## Work instructions
List every line of the items below that contains the word "microphone".

## Exercise material
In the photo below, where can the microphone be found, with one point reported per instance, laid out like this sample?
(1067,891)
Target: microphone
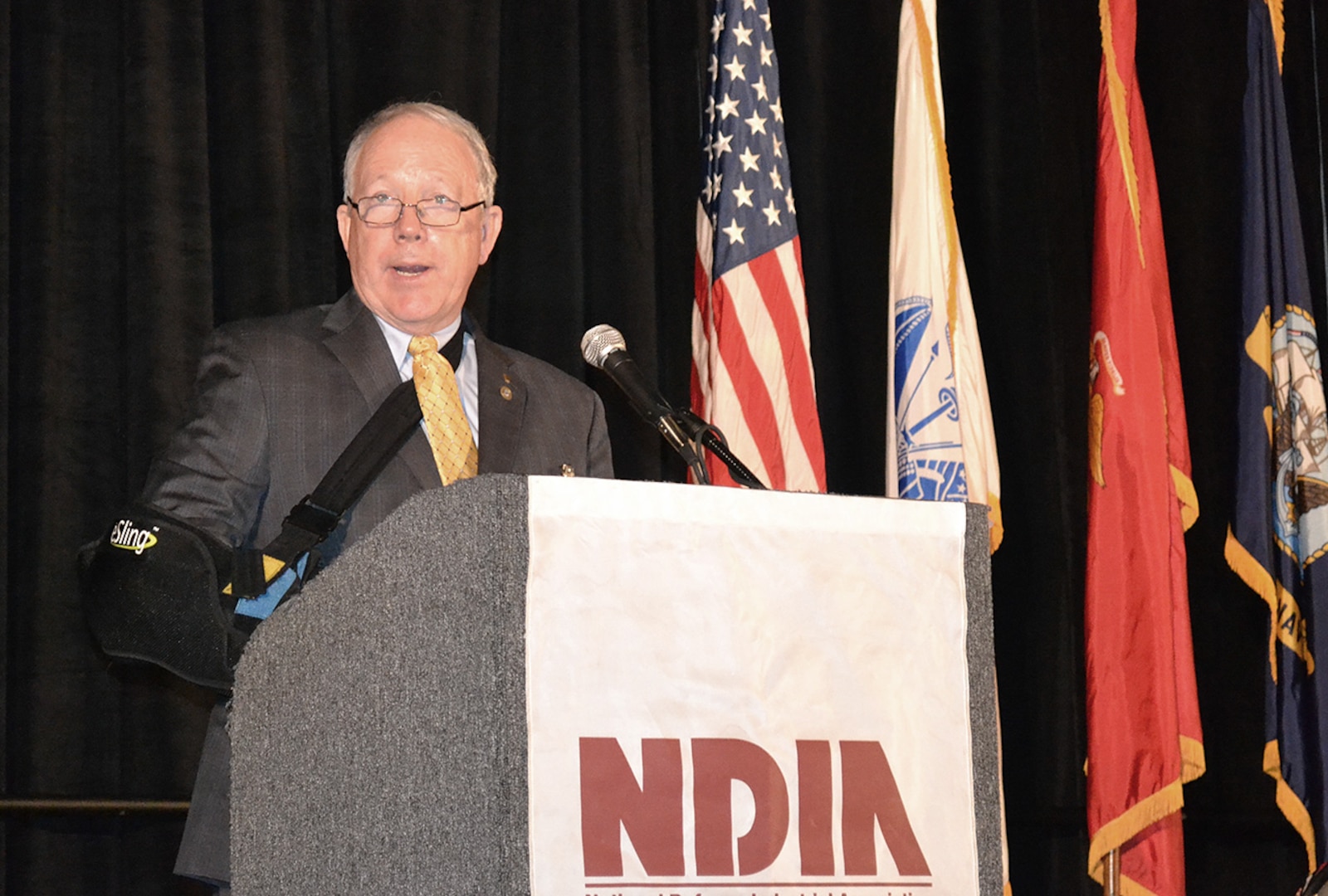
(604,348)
--
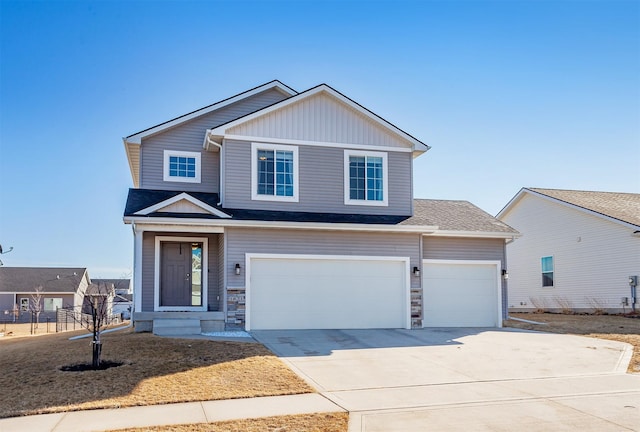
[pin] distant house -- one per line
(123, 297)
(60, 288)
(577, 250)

## Task answer
In the photo below, where can the microphone be found, with one point reported per instance, laid out like this sample?
Target: microphone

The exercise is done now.